## Given task
Copy out the records word for word, starting at their first line and ending at the line that contains "pixel 537 413", with both of those lines included.

[Start Task input]

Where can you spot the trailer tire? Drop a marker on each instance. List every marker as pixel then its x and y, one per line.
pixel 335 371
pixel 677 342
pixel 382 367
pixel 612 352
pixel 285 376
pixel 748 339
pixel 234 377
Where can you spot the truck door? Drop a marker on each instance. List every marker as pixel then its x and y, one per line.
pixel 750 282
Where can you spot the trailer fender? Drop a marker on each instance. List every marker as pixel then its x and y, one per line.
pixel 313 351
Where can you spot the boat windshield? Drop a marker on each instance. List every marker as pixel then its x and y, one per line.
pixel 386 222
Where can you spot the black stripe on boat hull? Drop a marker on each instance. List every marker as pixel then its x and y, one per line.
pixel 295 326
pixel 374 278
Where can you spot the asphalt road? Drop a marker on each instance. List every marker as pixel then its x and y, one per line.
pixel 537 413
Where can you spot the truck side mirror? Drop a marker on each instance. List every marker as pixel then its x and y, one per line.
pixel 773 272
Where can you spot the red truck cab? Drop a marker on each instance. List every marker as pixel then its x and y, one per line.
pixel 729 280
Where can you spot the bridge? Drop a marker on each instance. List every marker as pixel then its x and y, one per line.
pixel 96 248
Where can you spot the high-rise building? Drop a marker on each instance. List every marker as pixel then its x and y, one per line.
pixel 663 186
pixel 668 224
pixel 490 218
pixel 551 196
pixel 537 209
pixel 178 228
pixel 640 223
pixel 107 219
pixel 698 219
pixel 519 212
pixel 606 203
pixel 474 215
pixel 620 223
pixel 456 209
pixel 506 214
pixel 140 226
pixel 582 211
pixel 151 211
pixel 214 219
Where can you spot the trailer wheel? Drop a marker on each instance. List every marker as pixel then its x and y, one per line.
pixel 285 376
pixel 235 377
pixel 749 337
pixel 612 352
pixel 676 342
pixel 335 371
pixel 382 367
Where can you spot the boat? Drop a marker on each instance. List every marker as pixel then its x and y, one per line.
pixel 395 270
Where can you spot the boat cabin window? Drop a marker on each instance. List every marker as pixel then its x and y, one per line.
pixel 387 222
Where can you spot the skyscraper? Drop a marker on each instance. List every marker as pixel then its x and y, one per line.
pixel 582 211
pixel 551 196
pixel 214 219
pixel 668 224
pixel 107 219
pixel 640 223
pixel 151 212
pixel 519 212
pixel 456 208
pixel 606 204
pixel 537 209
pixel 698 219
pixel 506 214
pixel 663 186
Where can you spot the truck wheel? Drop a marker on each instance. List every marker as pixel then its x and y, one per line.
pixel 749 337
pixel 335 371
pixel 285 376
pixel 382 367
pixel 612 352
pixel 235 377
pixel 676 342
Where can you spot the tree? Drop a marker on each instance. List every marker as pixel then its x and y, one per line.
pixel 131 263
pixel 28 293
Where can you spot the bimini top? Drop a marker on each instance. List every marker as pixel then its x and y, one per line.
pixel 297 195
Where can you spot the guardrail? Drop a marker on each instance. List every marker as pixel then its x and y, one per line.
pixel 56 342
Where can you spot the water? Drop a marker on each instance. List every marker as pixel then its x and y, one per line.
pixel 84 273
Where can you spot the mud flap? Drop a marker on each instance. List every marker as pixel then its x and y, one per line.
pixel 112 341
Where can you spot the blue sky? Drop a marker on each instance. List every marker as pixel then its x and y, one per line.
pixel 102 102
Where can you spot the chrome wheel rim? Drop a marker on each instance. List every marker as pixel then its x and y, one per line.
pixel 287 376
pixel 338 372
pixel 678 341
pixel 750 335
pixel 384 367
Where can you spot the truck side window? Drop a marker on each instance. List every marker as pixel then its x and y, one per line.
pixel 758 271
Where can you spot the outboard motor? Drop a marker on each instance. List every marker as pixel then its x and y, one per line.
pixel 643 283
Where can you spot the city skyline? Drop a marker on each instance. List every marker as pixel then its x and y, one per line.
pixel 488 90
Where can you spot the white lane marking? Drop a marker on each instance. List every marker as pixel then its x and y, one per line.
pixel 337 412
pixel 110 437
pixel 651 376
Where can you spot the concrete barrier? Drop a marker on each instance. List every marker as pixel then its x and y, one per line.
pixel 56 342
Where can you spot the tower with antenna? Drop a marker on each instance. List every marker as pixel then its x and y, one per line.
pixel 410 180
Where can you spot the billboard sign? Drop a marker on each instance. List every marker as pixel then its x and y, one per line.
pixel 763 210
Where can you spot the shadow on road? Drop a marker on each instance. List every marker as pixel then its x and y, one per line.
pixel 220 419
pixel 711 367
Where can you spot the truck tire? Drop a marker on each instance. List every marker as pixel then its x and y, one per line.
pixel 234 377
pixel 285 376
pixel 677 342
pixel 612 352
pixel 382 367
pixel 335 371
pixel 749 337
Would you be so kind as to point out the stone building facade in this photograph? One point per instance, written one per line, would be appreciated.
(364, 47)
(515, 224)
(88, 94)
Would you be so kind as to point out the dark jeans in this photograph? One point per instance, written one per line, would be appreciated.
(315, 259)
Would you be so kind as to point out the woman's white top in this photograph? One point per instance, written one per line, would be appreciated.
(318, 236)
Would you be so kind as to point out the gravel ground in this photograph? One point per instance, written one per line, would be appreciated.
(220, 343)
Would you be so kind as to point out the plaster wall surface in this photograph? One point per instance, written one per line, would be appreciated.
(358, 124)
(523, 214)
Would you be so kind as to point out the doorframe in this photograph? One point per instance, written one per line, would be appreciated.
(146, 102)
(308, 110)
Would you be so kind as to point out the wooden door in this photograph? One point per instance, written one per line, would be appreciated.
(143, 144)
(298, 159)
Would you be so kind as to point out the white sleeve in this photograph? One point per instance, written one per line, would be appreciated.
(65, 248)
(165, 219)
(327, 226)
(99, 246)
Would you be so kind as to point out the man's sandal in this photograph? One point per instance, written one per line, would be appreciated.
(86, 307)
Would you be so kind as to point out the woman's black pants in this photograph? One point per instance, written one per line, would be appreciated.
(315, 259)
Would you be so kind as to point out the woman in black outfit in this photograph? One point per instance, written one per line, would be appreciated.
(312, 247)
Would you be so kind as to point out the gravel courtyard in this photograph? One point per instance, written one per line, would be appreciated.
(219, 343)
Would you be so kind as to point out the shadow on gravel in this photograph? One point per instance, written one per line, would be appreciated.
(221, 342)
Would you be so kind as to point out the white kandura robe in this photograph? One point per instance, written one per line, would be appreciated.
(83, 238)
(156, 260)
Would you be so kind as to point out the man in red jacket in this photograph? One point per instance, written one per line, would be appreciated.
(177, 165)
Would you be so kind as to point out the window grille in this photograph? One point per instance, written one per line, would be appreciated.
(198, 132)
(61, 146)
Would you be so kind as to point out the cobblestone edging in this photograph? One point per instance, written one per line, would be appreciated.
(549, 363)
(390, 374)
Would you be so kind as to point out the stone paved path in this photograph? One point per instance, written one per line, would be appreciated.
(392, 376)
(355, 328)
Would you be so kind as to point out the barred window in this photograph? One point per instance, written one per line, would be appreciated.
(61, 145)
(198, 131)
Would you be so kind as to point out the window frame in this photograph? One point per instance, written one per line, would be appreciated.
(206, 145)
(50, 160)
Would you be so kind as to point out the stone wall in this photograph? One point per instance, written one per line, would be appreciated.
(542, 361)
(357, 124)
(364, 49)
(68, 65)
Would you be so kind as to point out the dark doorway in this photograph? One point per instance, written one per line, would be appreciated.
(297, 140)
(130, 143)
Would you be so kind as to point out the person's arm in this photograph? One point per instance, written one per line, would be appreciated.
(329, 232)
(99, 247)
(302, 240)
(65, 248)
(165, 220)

[End Task input]

## Task response
Where can you spot the trailer tire? Drop a marker on each instance. List every marker as pixel then its x and y, one per line.
pixel 335 371
pixel 677 342
pixel 382 367
pixel 612 352
pixel 285 376
pixel 748 339
pixel 234 377
Where can you spot the truck door? Drop a marker on each instance. List every marker as pixel then its x and y, one per line.
pixel 750 282
Where can you spot the trailer fender? Drop a marker on each instance. List every marker as pixel then its x and y, one per line.
pixel 313 351
Where can you spot the boat windshield? Drop a marker on each instance. List every marker as pixel then its x and y, one per line.
pixel 386 222
Where can you spot the black stripe on boat hull? Drop a marker on each instance. List every marker as pixel then its x and y, one per line.
pixel 295 326
pixel 374 278
Where can you spot the asphalt road? Drop a marker on each instance. List every marker as pixel then its x and y, one per line.
pixel 537 413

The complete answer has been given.